EXERCISE TASKS:
a – According to the article on first impressions, how many speed dates did the researchers draw data from?
b – Please carry on the article on first impressions from where its final paragraph ends.

DOCUMENT TEXT:
Man and woman sitting across a wooden table from one another in a coffee shop

The importance of first impressions: New study looks at 3 factors being judged on a first date

Kate Martin

Whether you are in a long-term relationship or still looking for love, most people agree the key moment in any match is the first impression.

But, according to a study by a team including U of T Mississauga psychology professor Emily Impett, by that first meeting, you may already be too late – the judgment begins before you’ve even met.

“We found that the factors that mattered the most in predicting romantic interest were the extent to which people agreed that certain partners had desirable traits,” she says.

In other words, potential mates already had to present a good ‘resume’ of qualities considered important by society – such as physical attractiveness – just to get to that first face-to-face. This factor is known as ‘partner effects’ or ‘mate value.’

The findings were published in the Proceedings of the National Academy of Sciences, for which Impett and her research partners drew data from more than 6,600 speed dates.

Right behind the importance of the ‘partner effect’ was the ‘relationship effect’ or “the extent to which people uniquely desired each other,” says Impett, who earned her PhD at University of California. Known more plainly as compatibility, the ‘relationship effect,’ is the elusive quality that turns dates into relationships.

“Compatibility has been very hard to predict before people first interact – despite the popularity of dating apps which would make us believe that it's possible to predict compatibility before two people interact with each other,” says Impett, who is also the director of U of T’s Relationships and Well-Being Laboratory.

[Data records]

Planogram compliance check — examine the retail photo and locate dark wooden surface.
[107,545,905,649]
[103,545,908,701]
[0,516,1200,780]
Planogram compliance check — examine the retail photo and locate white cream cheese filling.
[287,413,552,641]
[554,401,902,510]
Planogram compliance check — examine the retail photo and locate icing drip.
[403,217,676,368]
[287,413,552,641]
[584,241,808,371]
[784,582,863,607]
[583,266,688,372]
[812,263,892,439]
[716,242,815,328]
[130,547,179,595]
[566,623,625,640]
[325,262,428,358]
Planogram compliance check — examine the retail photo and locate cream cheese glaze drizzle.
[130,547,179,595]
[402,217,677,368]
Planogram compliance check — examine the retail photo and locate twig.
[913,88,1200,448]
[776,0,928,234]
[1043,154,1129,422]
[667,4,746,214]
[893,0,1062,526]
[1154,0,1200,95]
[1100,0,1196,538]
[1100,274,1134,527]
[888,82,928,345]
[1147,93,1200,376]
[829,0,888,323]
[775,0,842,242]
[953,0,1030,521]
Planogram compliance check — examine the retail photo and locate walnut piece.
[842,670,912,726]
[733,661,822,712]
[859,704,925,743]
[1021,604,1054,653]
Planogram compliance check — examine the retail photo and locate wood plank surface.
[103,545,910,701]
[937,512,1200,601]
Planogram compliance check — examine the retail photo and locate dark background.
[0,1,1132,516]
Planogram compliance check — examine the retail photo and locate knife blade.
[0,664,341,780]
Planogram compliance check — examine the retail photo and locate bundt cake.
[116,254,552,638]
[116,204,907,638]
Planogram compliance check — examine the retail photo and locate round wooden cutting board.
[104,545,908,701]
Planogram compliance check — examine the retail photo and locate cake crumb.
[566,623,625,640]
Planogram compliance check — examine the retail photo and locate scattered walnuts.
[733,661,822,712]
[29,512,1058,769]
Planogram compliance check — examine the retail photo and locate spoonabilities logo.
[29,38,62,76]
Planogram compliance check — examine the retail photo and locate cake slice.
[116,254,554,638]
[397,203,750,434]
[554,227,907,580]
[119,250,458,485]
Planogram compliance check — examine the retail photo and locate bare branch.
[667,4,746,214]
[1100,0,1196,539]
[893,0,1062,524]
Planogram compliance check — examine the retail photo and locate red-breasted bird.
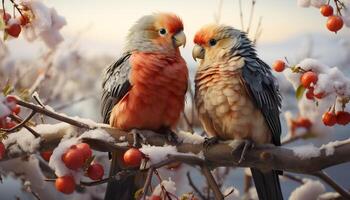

RESULTS OF THE EXERCISE:
a – More than 6,600 speed dates.

b –
“But, we thought that once people have had an initial interaction with another person, compatibility would matter. And in fact, across our studies, we found that it did – it predicted how interested people were in another person and who they reached out to.”

The researchers organized three four-minute dating events featuring university students of various gender identities: Two sessions were held at Northwestern University in Illinois, while the third was at the Toronto 2015 Anime North comic book convention. Surveys issued immediately after the speed dates, and again 24 hours later, asked participants to rate initial desire and interest in further interaction.

The third factor the study considered was the ‘actor effect’, which examines if the grader tended towards high or low ratings overall.

Impett says the researchers believe there is a very good reason why humans put so much stock in first impressions: It’s good for our evolution.

“The mating of humans evolved in the context of monogamous pair-bonded relationships,” she says. “When choosing a potential mate or partner, humans needed to consider not just whether a potential mate had attractive qualities – had good genes, was fertile – but also whether that person would make a suitable partner to raise offspring and that they could have a lasting relationship with that person in the long term.”